WHAT IS NEEDED | Repeat the records word for word, excluding any picture.

ITEMS |
****

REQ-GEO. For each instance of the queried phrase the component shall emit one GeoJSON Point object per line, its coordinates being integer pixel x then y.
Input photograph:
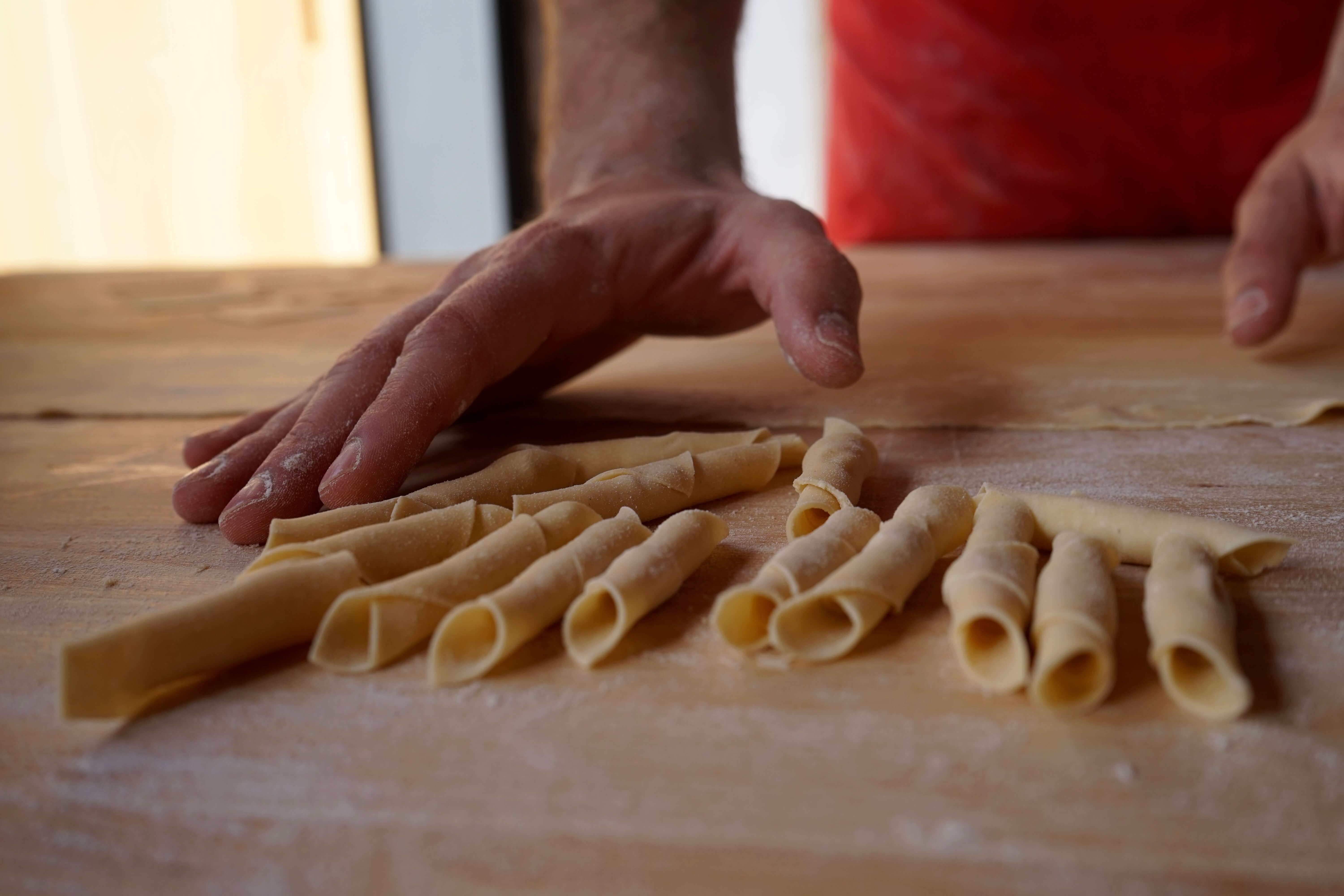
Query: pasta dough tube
{"type": "Point", "coordinates": [116, 672]}
{"type": "Point", "coordinates": [530, 469]}
{"type": "Point", "coordinates": [990, 590]}
{"type": "Point", "coordinates": [390, 550]}
{"type": "Point", "coordinates": [831, 618]}
{"type": "Point", "coordinates": [834, 471]}
{"type": "Point", "coordinates": [638, 582]}
{"type": "Point", "coordinates": [667, 487]}
{"type": "Point", "coordinates": [1134, 531]}
{"type": "Point", "coordinates": [595, 459]}
{"type": "Point", "coordinates": [369, 628]}
{"type": "Point", "coordinates": [476, 636]}
{"type": "Point", "coordinates": [743, 614]}
{"type": "Point", "coordinates": [1075, 627]}
{"type": "Point", "coordinates": [1191, 631]}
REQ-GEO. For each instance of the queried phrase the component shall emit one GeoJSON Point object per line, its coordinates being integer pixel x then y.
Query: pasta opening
{"type": "Point", "coordinates": [592, 627]}
{"type": "Point", "coordinates": [815, 629]}
{"type": "Point", "coordinates": [466, 644]}
{"type": "Point", "coordinates": [1075, 682]}
{"type": "Point", "coordinates": [744, 618]}
{"type": "Point", "coordinates": [1204, 684]}
{"type": "Point", "coordinates": [994, 656]}
{"type": "Point", "coordinates": [1255, 558]}
{"type": "Point", "coordinates": [808, 520]}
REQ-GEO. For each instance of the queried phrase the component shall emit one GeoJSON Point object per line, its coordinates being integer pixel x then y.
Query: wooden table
{"type": "Point", "coordinates": [679, 766]}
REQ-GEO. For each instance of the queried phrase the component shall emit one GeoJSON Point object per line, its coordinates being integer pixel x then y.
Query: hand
{"type": "Point", "coordinates": [1291, 215]}
{"type": "Point", "coordinates": [627, 257]}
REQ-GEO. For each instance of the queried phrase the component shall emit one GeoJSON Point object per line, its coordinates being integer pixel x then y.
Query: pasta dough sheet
{"type": "Point", "coordinates": [1191, 631]}
{"type": "Point", "coordinates": [990, 590]}
{"type": "Point", "coordinates": [372, 627]}
{"type": "Point", "coordinates": [667, 487]}
{"type": "Point", "coordinates": [978, 336]}
{"type": "Point", "coordinates": [476, 636]}
{"type": "Point", "coordinates": [830, 620]}
{"type": "Point", "coordinates": [743, 614]}
{"type": "Point", "coordinates": [834, 471]}
{"type": "Point", "coordinates": [390, 550]}
{"type": "Point", "coordinates": [116, 672]}
{"type": "Point", "coordinates": [638, 582]}
{"type": "Point", "coordinates": [1134, 531]}
{"type": "Point", "coordinates": [1075, 627]}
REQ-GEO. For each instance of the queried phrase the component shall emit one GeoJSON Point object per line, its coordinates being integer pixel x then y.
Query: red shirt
{"type": "Point", "coordinates": [1019, 119]}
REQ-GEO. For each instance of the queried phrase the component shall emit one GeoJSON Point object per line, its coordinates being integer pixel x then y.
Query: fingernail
{"type": "Point", "coordinates": [210, 468]}
{"type": "Point", "coordinates": [837, 331]}
{"type": "Point", "coordinates": [1245, 308]}
{"type": "Point", "coordinates": [257, 489]}
{"type": "Point", "coordinates": [346, 463]}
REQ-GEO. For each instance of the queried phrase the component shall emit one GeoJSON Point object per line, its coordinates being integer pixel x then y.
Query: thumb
{"type": "Point", "coordinates": [812, 292]}
{"type": "Point", "coordinates": [1275, 236]}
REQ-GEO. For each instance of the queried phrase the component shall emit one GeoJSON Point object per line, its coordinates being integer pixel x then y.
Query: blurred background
{"type": "Point", "coordinates": [179, 134]}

****

SOLVED EXERCISE |
REQ-GEO. For each instance of the queried phrase the component shall emit one GeoJSON Point object per line, its coordinates being integer pixel x then y.
Input photograph:
Query: pasta dough tube
{"type": "Point", "coordinates": [116, 672]}
{"type": "Point", "coordinates": [530, 469]}
{"type": "Point", "coordinates": [990, 590]}
{"type": "Point", "coordinates": [390, 550]}
{"type": "Point", "coordinates": [831, 618]}
{"type": "Point", "coordinates": [834, 471]}
{"type": "Point", "coordinates": [638, 582]}
{"type": "Point", "coordinates": [667, 487]}
{"type": "Point", "coordinates": [1134, 531]}
{"type": "Point", "coordinates": [595, 459]}
{"type": "Point", "coordinates": [369, 628]}
{"type": "Point", "coordinates": [476, 636]}
{"type": "Point", "coordinates": [743, 614]}
{"type": "Point", "coordinates": [1075, 627]}
{"type": "Point", "coordinates": [1191, 631]}
REQ-GEO. For each instance of the queried phrase the component shall emit one GeoJSON Point object per line, its coordinates being integer pixel x then y.
Query: pasta opening
{"type": "Point", "coordinates": [592, 627]}
{"type": "Point", "coordinates": [815, 629]}
{"type": "Point", "coordinates": [466, 644]}
{"type": "Point", "coordinates": [1075, 682]}
{"type": "Point", "coordinates": [744, 618]}
{"type": "Point", "coordinates": [1204, 684]}
{"type": "Point", "coordinates": [994, 656]}
{"type": "Point", "coordinates": [1255, 558]}
{"type": "Point", "coordinates": [808, 520]}
REQ-GEO. For each instance of the queried phrase the component shall emit one GeoJSON Point object per line, its coordinates being integer pixel x then y.
Query: wooden table
{"type": "Point", "coordinates": [679, 766]}
REQ-GEO. For each instance of the queried phrase the component shall emit one GeoJSON Point object per line, its coordinates being integer pixel x then y.
Query: hand
{"type": "Point", "coordinates": [1291, 215]}
{"type": "Point", "coordinates": [627, 257]}
REQ-GEO. For each instance of the queried phrase the component shall emit one GeoJSON Point object per line, its coordinates being integer pixel x then y.
Query: pasta dough sheet
{"type": "Point", "coordinates": [1191, 631]}
{"type": "Point", "coordinates": [990, 590]}
{"type": "Point", "coordinates": [372, 627]}
{"type": "Point", "coordinates": [667, 487]}
{"type": "Point", "coordinates": [978, 336]}
{"type": "Point", "coordinates": [476, 636]}
{"type": "Point", "coordinates": [830, 620]}
{"type": "Point", "coordinates": [743, 614]}
{"type": "Point", "coordinates": [834, 471]}
{"type": "Point", "coordinates": [390, 550]}
{"type": "Point", "coordinates": [116, 672]}
{"type": "Point", "coordinates": [638, 582]}
{"type": "Point", "coordinates": [1134, 531]}
{"type": "Point", "coordinates": [1075, 627]}
REQ-GEO. For each instance of the queried phrase the component shall emit one GeoJSON Point object per line, its coordinates being integer pixel x then y.
Query: red shirt
{"type": "Point", "coordinates": [1019, 119]}
REQ-GEO. For each instance of the queried phrase the component shall emit one GeoJSON Point object per line, its coordinates being integer pixel x then y.
Query: fingernail
{"type": "Point", "coordinates": [210, 468]}
{"type": "Point", "coordinates": [837, 331]}
{"type": "Point", "coordinates": [1245, 308]}
{"type": "Point", "coordinates": [257, 489]}
{"type": "Point", "coordinates": [346, 463]}
REQ-GEO. For each instance of the queried phrase the component shall emit one GeoJSON Point object per line, its coordinates being integer pixel x then y.
Query: thumb
{"type": "Point", "coordinates": [812, 292]}
{"type": "Point", "coordinates": [1275, 236]}
REQ-GEO. For each instance of the queried phrase the component shall emit one GeoJSON Point object per line, its coordinates being integer pixel x then y.
Query: blurred background
{"type": "Point", "coordinates": [179, 134]}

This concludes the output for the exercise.